» WORK INSTRUCTION
The following data has a line with "Category: woman's nose, between" and a line with "Category: woman's exposed". Write out exactly those lines and all the lines between them.

» SUPPLIED RECORDS
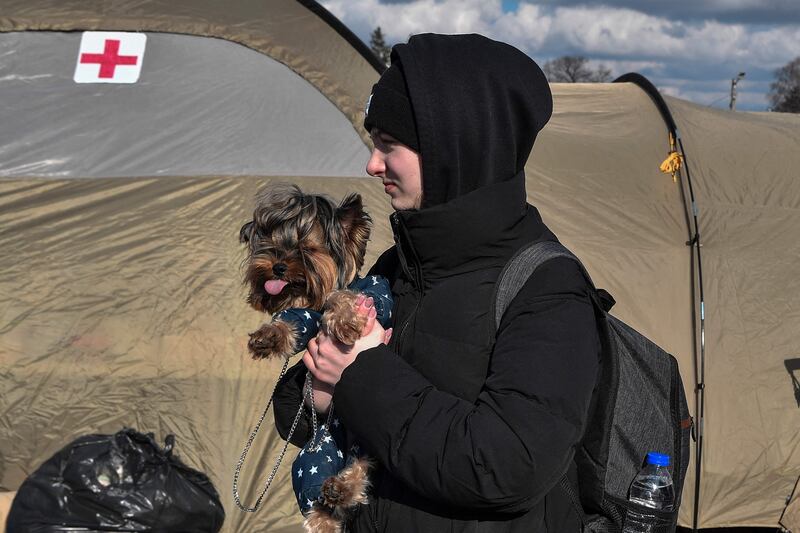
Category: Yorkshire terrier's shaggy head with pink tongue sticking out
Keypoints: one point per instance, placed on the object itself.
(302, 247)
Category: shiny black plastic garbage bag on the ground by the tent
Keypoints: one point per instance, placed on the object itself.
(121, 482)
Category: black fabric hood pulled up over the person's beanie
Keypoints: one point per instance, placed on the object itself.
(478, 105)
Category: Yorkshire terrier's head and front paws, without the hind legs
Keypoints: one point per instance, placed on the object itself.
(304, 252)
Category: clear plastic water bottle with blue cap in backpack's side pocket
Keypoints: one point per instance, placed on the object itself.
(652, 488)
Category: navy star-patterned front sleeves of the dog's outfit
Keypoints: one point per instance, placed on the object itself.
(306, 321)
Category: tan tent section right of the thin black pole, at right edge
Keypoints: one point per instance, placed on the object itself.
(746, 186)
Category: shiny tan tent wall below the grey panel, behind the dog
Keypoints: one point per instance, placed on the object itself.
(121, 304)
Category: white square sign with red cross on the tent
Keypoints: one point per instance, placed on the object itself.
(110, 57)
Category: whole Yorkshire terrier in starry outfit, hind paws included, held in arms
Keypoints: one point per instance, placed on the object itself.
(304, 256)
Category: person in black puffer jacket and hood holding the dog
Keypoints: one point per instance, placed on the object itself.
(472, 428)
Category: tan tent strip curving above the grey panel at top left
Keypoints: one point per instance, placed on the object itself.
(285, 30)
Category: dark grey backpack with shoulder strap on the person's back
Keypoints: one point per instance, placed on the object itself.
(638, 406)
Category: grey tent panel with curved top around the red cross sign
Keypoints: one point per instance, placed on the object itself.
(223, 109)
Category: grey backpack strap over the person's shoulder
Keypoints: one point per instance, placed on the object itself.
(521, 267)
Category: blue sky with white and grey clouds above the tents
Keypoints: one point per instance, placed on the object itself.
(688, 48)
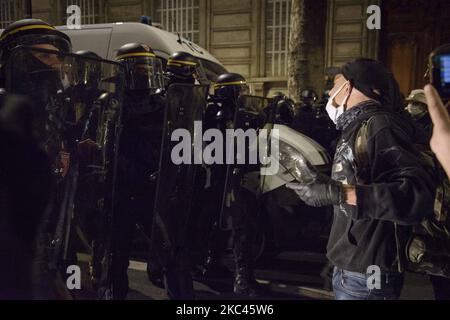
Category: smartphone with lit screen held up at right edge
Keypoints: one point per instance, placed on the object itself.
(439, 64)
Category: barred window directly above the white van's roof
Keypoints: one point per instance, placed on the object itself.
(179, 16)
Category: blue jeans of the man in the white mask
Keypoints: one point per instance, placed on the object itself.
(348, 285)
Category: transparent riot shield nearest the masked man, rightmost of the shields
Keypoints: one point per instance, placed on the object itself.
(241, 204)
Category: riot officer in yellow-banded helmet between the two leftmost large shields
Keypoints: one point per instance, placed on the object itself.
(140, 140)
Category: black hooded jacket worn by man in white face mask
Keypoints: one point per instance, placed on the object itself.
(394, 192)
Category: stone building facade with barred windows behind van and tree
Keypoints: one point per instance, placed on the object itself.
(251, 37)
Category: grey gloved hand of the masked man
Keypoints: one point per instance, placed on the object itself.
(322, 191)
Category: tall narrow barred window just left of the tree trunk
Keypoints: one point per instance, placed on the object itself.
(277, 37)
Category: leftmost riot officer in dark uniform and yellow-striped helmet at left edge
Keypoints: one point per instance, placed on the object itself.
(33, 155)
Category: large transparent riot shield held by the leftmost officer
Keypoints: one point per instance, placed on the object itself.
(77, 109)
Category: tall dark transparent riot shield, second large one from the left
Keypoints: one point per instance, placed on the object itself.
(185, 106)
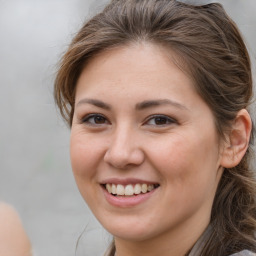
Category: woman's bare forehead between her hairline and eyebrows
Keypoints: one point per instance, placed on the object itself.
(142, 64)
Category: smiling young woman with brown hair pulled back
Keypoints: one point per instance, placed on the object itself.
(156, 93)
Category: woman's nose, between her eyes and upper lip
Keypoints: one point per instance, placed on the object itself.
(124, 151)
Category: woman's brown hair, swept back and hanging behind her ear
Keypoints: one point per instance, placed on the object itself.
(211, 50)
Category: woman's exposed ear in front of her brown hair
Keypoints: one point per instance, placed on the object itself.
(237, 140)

* * *

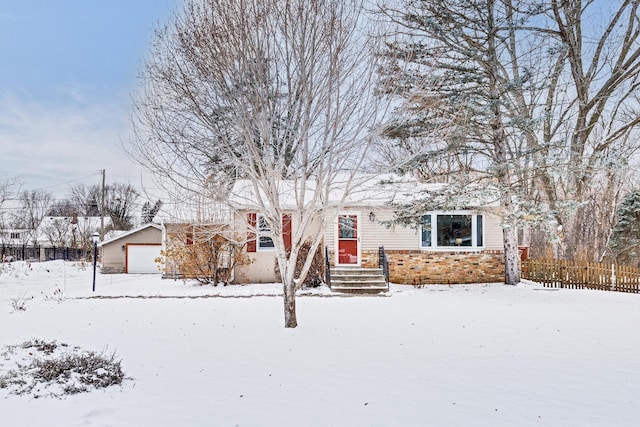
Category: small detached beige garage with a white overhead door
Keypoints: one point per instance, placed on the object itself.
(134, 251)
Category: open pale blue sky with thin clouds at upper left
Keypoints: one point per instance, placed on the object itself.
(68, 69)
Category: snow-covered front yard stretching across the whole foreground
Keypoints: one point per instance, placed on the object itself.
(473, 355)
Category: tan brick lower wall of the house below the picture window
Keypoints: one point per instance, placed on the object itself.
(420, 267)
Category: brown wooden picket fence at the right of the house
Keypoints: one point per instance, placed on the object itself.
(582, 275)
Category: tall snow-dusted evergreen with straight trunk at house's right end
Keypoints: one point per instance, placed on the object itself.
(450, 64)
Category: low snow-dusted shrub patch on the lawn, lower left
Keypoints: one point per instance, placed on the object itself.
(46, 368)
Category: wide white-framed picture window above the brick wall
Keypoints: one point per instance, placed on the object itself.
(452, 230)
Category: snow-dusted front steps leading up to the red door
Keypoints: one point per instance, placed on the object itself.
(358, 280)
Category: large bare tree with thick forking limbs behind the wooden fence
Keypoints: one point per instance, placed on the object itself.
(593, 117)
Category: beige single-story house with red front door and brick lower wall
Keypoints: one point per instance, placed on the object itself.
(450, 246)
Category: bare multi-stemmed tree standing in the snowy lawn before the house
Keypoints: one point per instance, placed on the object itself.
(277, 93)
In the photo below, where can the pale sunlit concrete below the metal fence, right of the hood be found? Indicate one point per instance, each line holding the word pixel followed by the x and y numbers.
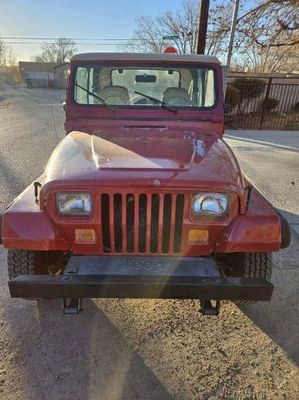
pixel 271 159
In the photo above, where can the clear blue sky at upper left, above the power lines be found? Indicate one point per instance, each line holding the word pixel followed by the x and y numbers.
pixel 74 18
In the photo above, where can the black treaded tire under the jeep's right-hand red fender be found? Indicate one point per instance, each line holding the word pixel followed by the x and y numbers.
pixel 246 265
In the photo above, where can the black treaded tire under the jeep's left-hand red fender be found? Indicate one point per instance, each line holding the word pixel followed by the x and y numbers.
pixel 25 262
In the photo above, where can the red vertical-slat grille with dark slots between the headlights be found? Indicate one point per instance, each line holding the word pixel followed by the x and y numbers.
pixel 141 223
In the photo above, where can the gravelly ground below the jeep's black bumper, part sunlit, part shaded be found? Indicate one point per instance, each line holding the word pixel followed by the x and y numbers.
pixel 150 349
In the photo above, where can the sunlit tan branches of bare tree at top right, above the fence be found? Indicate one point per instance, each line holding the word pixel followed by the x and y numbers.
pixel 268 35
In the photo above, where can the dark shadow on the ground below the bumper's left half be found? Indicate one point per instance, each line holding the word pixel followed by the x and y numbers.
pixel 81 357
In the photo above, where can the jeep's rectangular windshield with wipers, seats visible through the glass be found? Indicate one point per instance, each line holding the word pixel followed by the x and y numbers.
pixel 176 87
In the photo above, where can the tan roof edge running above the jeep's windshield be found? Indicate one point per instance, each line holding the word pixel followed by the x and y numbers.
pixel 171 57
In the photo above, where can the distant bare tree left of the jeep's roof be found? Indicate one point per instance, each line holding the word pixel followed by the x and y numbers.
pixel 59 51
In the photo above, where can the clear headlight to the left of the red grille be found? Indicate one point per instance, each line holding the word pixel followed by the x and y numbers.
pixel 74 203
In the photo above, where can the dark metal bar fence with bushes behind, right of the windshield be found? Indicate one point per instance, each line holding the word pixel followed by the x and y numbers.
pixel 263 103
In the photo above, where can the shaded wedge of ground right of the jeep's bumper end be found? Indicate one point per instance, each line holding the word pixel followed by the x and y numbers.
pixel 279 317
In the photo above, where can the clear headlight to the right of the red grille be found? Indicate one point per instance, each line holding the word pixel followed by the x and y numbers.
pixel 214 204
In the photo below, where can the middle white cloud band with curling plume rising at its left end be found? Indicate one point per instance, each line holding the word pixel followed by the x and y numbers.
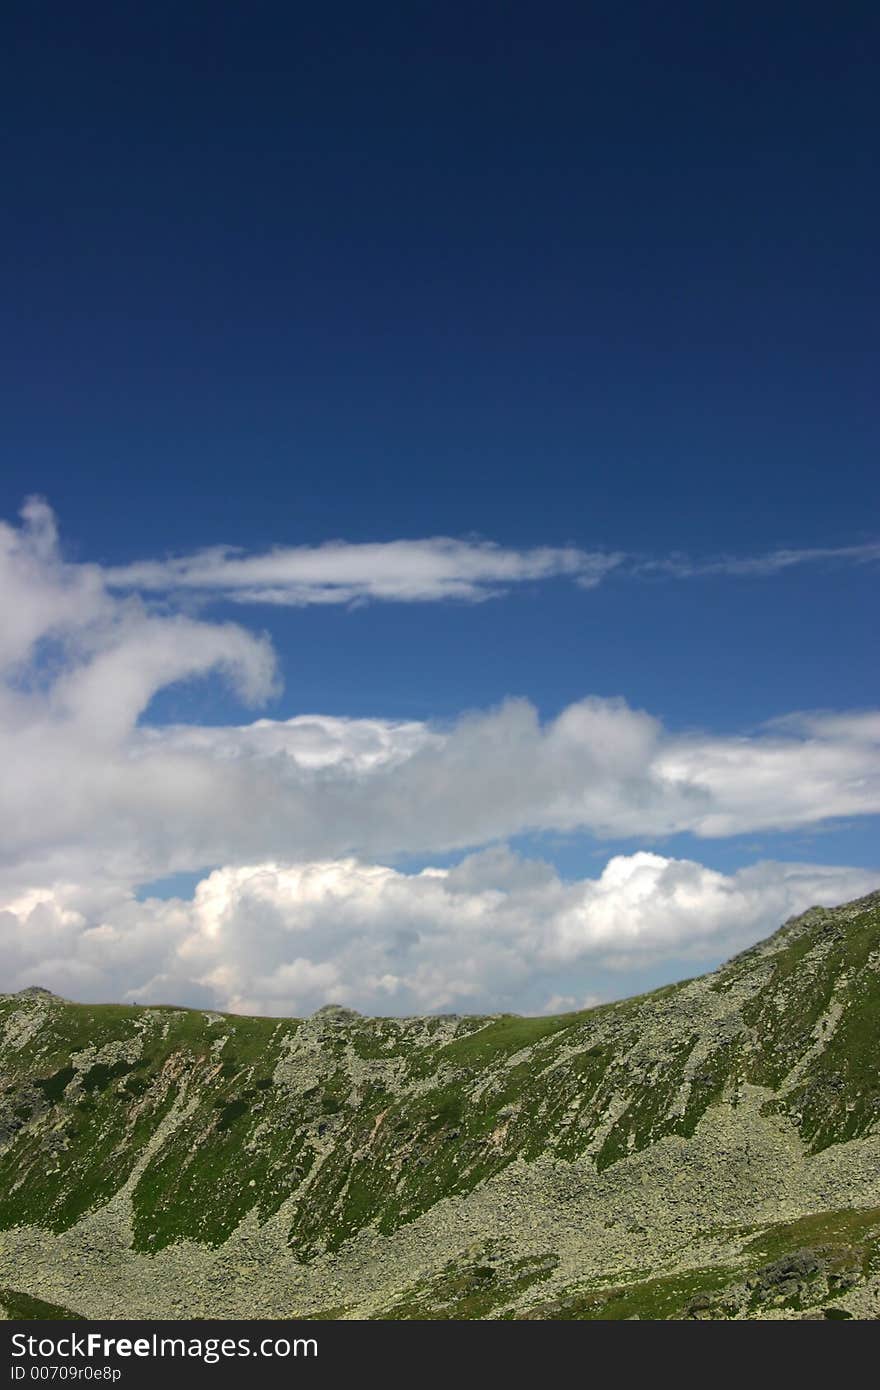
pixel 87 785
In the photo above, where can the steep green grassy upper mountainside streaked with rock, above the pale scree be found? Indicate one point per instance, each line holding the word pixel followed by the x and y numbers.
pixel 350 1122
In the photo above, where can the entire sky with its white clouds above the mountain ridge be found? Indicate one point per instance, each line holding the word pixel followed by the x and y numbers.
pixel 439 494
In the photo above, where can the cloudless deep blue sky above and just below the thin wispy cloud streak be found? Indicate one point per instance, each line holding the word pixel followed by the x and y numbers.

» RESPONSE TO THE EXERCISE
Category: woman's nose, between her eyes and upper lip
Keypoints: one point per instance, placed on the object itself.
(124, 151)
Category: woman's brown hair, swept back and hanging behind her ear
Keypoints: one point per instance, placed on the object itself.
(211, 50)
Category: woman's exposed ear in front of her brown hair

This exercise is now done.